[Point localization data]
*-*-*
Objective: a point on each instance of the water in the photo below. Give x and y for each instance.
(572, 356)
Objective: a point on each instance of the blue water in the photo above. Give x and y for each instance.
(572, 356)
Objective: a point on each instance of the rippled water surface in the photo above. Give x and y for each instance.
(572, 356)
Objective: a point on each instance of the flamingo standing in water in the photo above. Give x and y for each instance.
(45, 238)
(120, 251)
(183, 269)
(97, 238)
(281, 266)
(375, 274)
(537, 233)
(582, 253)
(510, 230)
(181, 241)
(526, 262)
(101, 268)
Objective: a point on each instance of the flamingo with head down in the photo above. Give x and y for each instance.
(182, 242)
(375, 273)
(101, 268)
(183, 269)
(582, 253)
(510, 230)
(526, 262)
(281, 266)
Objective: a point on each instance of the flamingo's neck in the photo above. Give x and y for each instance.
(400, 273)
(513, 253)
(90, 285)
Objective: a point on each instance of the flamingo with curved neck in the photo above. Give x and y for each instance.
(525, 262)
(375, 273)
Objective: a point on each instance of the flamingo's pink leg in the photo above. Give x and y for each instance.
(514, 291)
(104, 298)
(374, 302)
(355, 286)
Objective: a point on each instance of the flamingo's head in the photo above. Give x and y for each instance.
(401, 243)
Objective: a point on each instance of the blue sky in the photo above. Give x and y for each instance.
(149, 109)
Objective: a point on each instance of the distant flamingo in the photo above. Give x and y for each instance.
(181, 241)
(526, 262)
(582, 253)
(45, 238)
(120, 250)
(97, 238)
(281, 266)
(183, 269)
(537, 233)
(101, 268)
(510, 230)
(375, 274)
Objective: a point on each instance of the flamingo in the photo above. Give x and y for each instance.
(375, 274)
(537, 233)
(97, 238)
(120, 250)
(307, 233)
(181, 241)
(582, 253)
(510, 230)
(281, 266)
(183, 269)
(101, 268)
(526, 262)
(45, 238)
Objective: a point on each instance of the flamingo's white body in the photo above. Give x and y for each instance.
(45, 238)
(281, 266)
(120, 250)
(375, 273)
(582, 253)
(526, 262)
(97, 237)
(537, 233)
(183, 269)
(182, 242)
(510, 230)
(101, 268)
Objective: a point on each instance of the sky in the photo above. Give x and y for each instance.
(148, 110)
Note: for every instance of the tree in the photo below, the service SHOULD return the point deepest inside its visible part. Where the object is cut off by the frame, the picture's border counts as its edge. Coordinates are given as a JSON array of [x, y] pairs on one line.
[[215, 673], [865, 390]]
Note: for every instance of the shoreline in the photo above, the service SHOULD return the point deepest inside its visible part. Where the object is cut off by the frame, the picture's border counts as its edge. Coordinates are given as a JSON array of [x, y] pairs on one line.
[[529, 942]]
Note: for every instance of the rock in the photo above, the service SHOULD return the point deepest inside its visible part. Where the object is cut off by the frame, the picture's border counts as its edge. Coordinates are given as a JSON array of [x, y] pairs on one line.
*-*-*
Reproduce each entry precisely, so that nothing differs from the original.

EXERCISE ANSWER:
Objective: a point on each instance of the water in the photo below. Give x and y for each instance.
(572, 356)
Objective: a point on each instance of the blue water in the photo above. Give x and y for each instance.
(572, 356)
Objective: a point on each instance of the rippled water surface in the photo above. Give x and y for each instance.
(572, 356)
Objective: a point on each instance of the flamingo standing in water in the photo above. Give x and y for each instance.
(45, 238)
(120, 251)
(183, 269)
(97, 238)
(281, 266)
(375, 274)
(537, 233)
(582, 253)
(510, 230)
(181, 241)
(526, 262)
(101, 268)
Objective: a point on each instance of the flamingo with head down in the photo above. Give x and y for each instance.
(182, 242)
(375, 273)
(101, 268)
(183, 269)
(582, 253)
(510, 230)
(526, 262)
(281, 266)
Objective: a point on each instance of the flamingo's neck in the photo above. Give x and y for each instance.
(400, 273)
(513, 253)
(90, 285)
Objective: a point on each instance of the flamingo with curved neck in the photo above. Give x and y for each instance.
(525, 262)
(375, 273)
Objective: a point on each instance of the flamingo's pink leg in the photo above. Give x and y for each instance.
(514, 291)
(104, 298)
(374, 302)
(355, 286)
Objective: a point on each instance of the flamingo's head in the photo above. Give x and y for each instance.
(401, 243)
Objective: a point on each instance of the blue sky in the photo above. Give x and y for each instance.
(149, 109)
Objective: a point on each instance of the distant flamingo in the photo above. Give x and y for each instance.
(181, 241)
(526, 262)
(582, 253)
(45, 238)
(120, 250)
(97, 238)
(281, 266)
(183, 269)
(537, 233)
(101, 268)
(510, 230)
(375, 274)
Objective: a point on each instance of the flamingo in the photo above. Give x and y for each instance.
(375, 274)
(537, 233)
(97, 238)
(120, 250)
(307, 233)
(181, 241)
(582, 253)
(510, 230)
(281, 266)
(183, 269)
(101, 268)
(526, 262)
(45, 238)
Objective: a point on each instance of the flamingo's white body in the photo above. Give x and y for each instance.
(45, 238)
(281, 266)
(120, 250)
(375, 273)
(582, 253)
(526, 262)
(97, 237)
(537, 233)
(183, 269)
(182, 242)
(510, 230)
(101, 268)
Objective: a point on each instance of the sky in the photo above. Give x and y for each instance.
(148, 110)
Note: for every instance of the tree in the photo below, the service SHOULD return the point deepest inside its visible part. Where the object is cut off by the frame, the picture's border counts as its edge. Coordinates are given as a JSON array of [x, y] pairs on one line.
[[215, 673], [865, 390]]
Note: for every instance of the shoreline in the photo above, the service SHOULD return the point deepest inside its visible part. Where the object is cut off by the frame, the picture's border counts as its edge. Coordinates are given as a JSON array of [x, y] pairs on one line.
[[529, 942]]
Note: for every instance of the rock in the photo above, the service SHOULD return the point deepest inside its visible part. Where the object is cut off by the frame, the picture's border counts as its edge. Coordinates are given as a JSON array of [x, y] pairs on one line.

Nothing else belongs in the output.